GOAL: Copy the material below line for line, without any changes.

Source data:
# # #

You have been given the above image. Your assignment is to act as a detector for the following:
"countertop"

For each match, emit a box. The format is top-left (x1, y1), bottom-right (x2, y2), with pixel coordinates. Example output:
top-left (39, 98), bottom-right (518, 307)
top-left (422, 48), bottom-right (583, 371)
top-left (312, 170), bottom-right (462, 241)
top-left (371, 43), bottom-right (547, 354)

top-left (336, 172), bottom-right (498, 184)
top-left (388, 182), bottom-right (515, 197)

# # #

ANSWER TO THE PROBLEM:
You have been given the above image. Your assignment is to act as a detector for the following:
"countertop"

For each match, emit a box. The format is top-left (x1, y1), bottom-right (x2, y2), with pixel coordinates. Example output:
top-left (39, 98), bottom-right (518, 307)
top-left (422, 48), bottom-right (583, 371)
top-left (312, 170), bottom-right (462, 241)
top-left (371, 43), bottom-right (547, 354)

top-left (336, 172), bottom-right (498, 184)
top-left (388, 182), bottom-right (515, 197)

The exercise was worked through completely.